> **Instruction**: Please write out the Mon Vínic text below in full, word for word.

Tag Archives: Wine

Barcelona: Mon Vínic – restaurant, wine bar and wine library

On Wednesday evening February 18 I met Joan Gómez Pallarès to discover this incredible laboratory of wine and taste sensations, certainly unique in this world, called Mon Vínic (c / Diputació 249 Barcelona – Eixample, +34-932726187) – in Catalan, “The World of Wine”. Surprisingly not very well known, despite the level of ambition of the project and the huge investment required, it is a sensational place for wine lovers, made magical by:
• its rich collection of wines, thousands of bottles from all over the world, including some very old Malaga bottles reaching back to 1795, all available for tasting or meals at prices barely above what you pay for them at a wine merchant’s, even those that have rested in the cellar for a few years (aging is free!).
• its incredible architecture all in wood, concrete and stainless steel signed Alfons Tost,
• the documentation center, a library of books and magazines about wine from around the world, with several terminals to connect to the internet or the place’s wine database.

> **Excerpted records**:
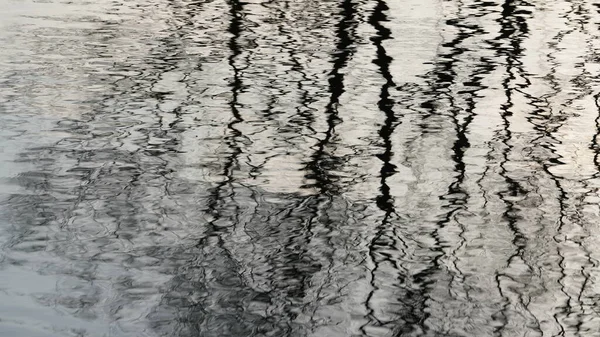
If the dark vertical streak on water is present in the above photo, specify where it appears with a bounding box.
[361,0,406,334]
[494,0,539,336]
[306,0,356,195]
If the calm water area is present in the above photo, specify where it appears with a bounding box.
[0,0,600,337]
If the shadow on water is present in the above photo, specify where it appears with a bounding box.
[0,0,600,337]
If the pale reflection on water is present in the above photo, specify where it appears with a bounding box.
[0,0,600,337]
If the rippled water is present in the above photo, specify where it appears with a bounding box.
[0,0,600,337]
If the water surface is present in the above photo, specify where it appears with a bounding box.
[0,0,600,337]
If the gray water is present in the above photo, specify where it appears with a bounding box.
[0,0,600,337]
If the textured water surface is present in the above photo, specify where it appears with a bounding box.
[0,0,600,337]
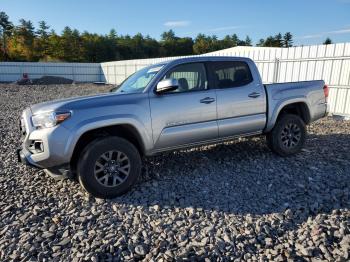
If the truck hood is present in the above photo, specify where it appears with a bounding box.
[30,92,140,114]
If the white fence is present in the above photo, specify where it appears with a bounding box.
[0,62,104,82]
[0,43,350,115]
[101,43,350,115]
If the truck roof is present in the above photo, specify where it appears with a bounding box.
[156,56,252,65]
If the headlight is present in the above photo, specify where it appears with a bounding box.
[32,112,71,128]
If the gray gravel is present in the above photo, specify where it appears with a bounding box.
[0,84,350,261]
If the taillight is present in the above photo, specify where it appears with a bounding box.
[323,85,329,98]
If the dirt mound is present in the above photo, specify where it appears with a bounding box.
[16,76,74,85]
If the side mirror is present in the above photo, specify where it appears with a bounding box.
[109,85,120,92]
[156,78,179,94]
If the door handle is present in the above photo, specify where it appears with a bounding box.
[248,92,260,98]
[200,97,215,104]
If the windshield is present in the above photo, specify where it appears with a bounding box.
[117,65,164,93]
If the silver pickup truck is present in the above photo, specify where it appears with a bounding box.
[17,56,328,198]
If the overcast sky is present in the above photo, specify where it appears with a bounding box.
[0,0,350,45]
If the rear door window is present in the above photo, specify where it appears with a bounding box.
[209,61,253,88]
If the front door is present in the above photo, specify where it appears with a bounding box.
[150,63,218,150]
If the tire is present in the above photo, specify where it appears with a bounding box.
[266,114,306,156]
[77,137,141,198]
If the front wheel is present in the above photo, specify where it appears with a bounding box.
[78,137,141,198]
[266,114,306,156]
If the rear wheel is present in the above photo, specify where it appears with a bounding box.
[266,114,306,156]
[78,137,141,198]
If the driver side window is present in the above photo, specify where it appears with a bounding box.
[164,63,208,93]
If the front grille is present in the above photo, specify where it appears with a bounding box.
[19,118,27,137]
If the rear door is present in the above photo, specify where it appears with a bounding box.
[209,61,266,137]
[150,63,218,150]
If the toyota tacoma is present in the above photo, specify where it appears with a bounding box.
[17,56,329,198]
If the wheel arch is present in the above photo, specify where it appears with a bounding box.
[70,124,146,172]
[265,99,311,132]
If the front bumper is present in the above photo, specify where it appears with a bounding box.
[16,149,42,168]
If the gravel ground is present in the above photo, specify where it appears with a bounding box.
[0,84,350,261]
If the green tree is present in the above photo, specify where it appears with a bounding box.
[283,32,293,47]
[0,12,13,61]
[10,19,36,61]
[35,21,51,61]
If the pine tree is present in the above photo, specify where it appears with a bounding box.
[283,32,293,47]
[0,12,13,61]
[323,37,333,45]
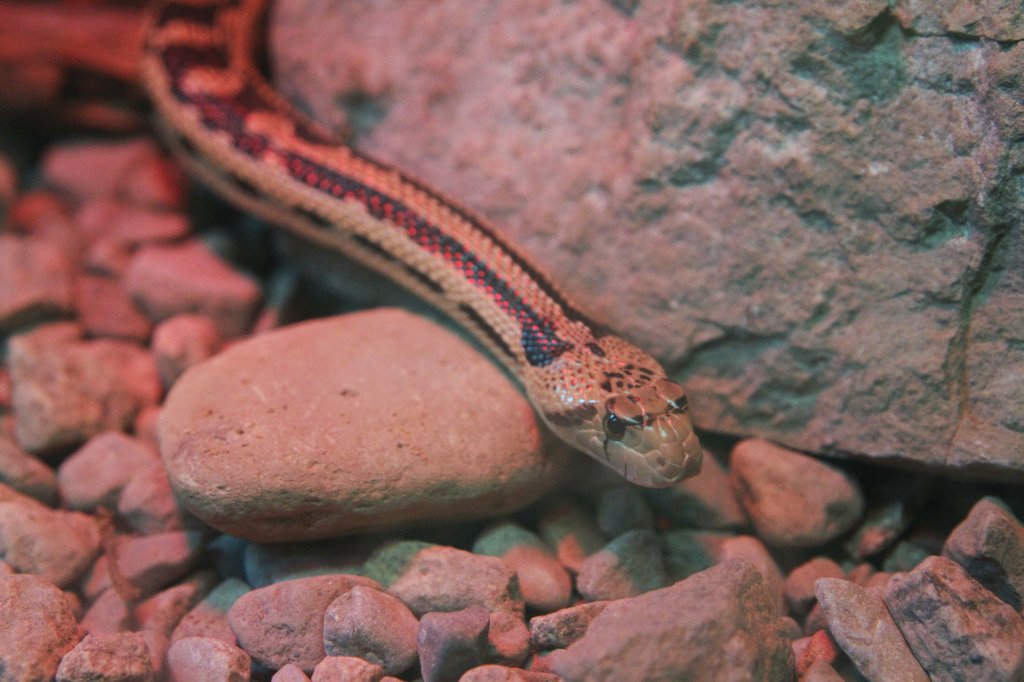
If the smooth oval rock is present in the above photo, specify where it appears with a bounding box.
[159,309,565,542]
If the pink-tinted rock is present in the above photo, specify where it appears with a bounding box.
[0,235,75,334]
[529,601,608,649]
[942,498,1024,611]
[324,586,420,675]
[160,309,565,542]
[167,637,252,682]
[56,632,157,682]
[0,576,78,682]
[57,431,160,511]
[487,611,529,666]
[268,0,1024,476]
[118,463,195,535]
[544,561,794,680]
[844,472,933,559]
[270,664,310,682]
[730,439,864,547]
[125,241,260,338]
[815,578,929,682]
[538,498,605,573]
[646,451,746,529]
[577,530,668,601]
[0,435,57,506]
[419,606,489,682]
[270,664,310,682]
[782,556,846,617]
[82,588,134,635]
[153,314,221,386]
[75,198,188,247]
[85,530,205,597]
[0,483,100,587]
[132,569,218,634]
[43,137,182,207]
[7,324,160,453]
[77,274,153,342]
[885,556,1024,680]
[365,541,523,615]
[310,656,384,682]
[171,578,250,645]
[473,521,572,613]
[227,574,379,673]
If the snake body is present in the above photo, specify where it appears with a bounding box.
[142,0,701,487]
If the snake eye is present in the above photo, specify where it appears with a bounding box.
[604,412,626,440]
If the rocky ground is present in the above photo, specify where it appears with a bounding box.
[0,139,1024,682]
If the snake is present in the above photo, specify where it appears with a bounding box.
[141,0,701,487]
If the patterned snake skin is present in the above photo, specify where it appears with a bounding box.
[142,0,701,487]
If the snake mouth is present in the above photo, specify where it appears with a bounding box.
[599,415,703,487]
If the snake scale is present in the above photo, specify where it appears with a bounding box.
[142,0,701,487]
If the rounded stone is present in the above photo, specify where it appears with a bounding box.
[159,309,564,542]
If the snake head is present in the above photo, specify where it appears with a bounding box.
[588,378,702,487]
[535,337,701,487]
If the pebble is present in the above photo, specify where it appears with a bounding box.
[132,569,218,634]
[160,309,567,542]
[782,556,846,617]
[646,451,746,530]
[662,528,733,583]
[459,664,559,682]
[56,632,153,682]
[42,137,182,207]
[324,586,420,675]
[487,611,529,666]
[0,483,100,588]
[815,578,929,682]
[100,530,205,597]
[167,637,252,682]
[7,323,161,453]
[125,240,261,339]
[885,556,1024,680]
[77,272,153,343]
[529,601,608,650]
[0,576,79,682]
[0,435,57,507]
[365,541,524,616]
[419,606,489,682]
[844,473,933,560]
[730,438,864,548]
[311,656,384,682]
[543,561,794,680]
[473,521,572,613]
[942,497,1024,611]
[56,431,160,511]
[715,536,785,609]
[0,235,75,334]
[597,485,654,539]
[270,664,310,682]
[171,578,251,645]
[153,314,222,386]
[538,498,605,573]
[75,197,189,248]
[577,530,668,601]
[118,460,190,536]
[227,574,379,674]
[81,588,134,635]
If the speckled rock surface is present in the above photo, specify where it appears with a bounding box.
[0,576,78,682]
[545,561,793,681]
[270,0,1024,476]
[160,309,565,541]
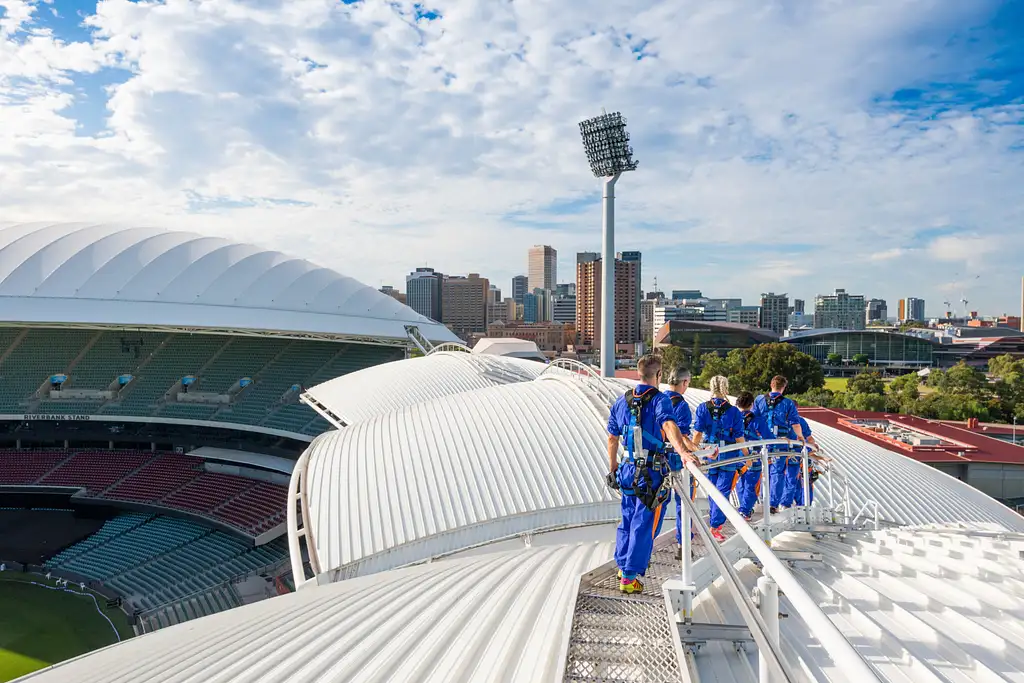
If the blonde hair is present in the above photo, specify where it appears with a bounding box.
[708,375,729,398]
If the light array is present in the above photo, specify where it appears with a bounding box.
[580,112,639,178]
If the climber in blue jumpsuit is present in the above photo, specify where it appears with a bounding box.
[693,375,749,542]
[754,375,804,513]
[665,368,696,559]
[736,391,772,519]
[782,418,821,507]
[605,355,696,594]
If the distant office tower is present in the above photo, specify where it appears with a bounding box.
[757,292,790,334]
[512,275,529,305]
[616,251,643,341]
[441,272,490,339]
[864,299,889,325]
[526,245,558,292]
[906,297,925,323]
[814,290,865,330]
[406,268,444,323]
[551,294,575,325]
[381,285,406,303]
[700,299,743,323]
[577,259,640,348]
[727,306,761,328]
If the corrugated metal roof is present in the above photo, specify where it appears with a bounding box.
[686,527,1024,683]
[305,377,1024,578]
[306,351,547,424]
[20,543,612,683]
[305,378,618,575]
[0,222,457,342]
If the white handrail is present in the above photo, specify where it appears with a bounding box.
[681,463,879,681]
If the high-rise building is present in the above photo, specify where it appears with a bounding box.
[906,297,925,323]
[577,258,639,348]
[551,294,575,325]
[381,285,406,303]
[615,251,643,341]
[727,306,761,328]
[814,290,865,330]
[512,275,529,304]
[526,245,558,292]
[757,292,790,334]
[406,268,444,323]
[441,272,490,339]
[864,299,889,325]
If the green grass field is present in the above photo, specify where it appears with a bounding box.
[0,572,132,683]
[825,377,849,391]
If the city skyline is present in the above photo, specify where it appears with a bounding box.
[0,0,1024,316]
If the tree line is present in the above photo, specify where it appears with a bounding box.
[663,343,1024,423]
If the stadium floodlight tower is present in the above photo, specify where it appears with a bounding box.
[580,109,637,377]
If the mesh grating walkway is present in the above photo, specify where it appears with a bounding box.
[564,527,712,683]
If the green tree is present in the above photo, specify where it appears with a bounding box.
[662,345,689,376]
[942,360,987,398]
[729,342,825,394]
[846,373,886,395]
[988,353,1024,378]
[694,349,742,391]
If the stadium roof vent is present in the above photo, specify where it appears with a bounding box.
[0,222,457,346]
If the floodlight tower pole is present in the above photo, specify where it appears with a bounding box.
[601,173,622,377]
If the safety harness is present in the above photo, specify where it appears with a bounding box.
[623,387,671,511]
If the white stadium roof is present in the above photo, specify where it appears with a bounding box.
[306,350,548,424]
[24,543,612,683]
[19,353,1024,683]
[0,222,457,342]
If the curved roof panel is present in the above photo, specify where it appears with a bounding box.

> **Expected answer**:
Tag Archives: Wine

Barcelona: Mon Vínic – restaurant, wine bar and wine library

On Wednesday evening February 18 I met Joan Gómez Pallarès to discover this incredible laboratory of wine and taste sensations, certainly unique in this world, called Mon Vínic (c / Diputació 249 Barcelona – Eixample, +34-932726187) – in Catalan, “The World of Wine”. Surprisingly not very well known, despite the level of ambition of the project and the huge investment required, it is a sensational place for wine lovers, made magical by:
• its rich collection of wines, thousands of bottles from all over the world, including some very old Malaga bottles reaching back to 1795, all available for tasting or meals at prices barely above what you pay for them at a wine merchant’s, even those that have rested in the cellar for a few years (aging is free!).
• its incredible architecture all in wood, concrete and stainless steel signed Alfons Tost,
• the documentation center, a library of books and magazines about wine from around the world, with several terminals to connect to the internet or the place’s wine database.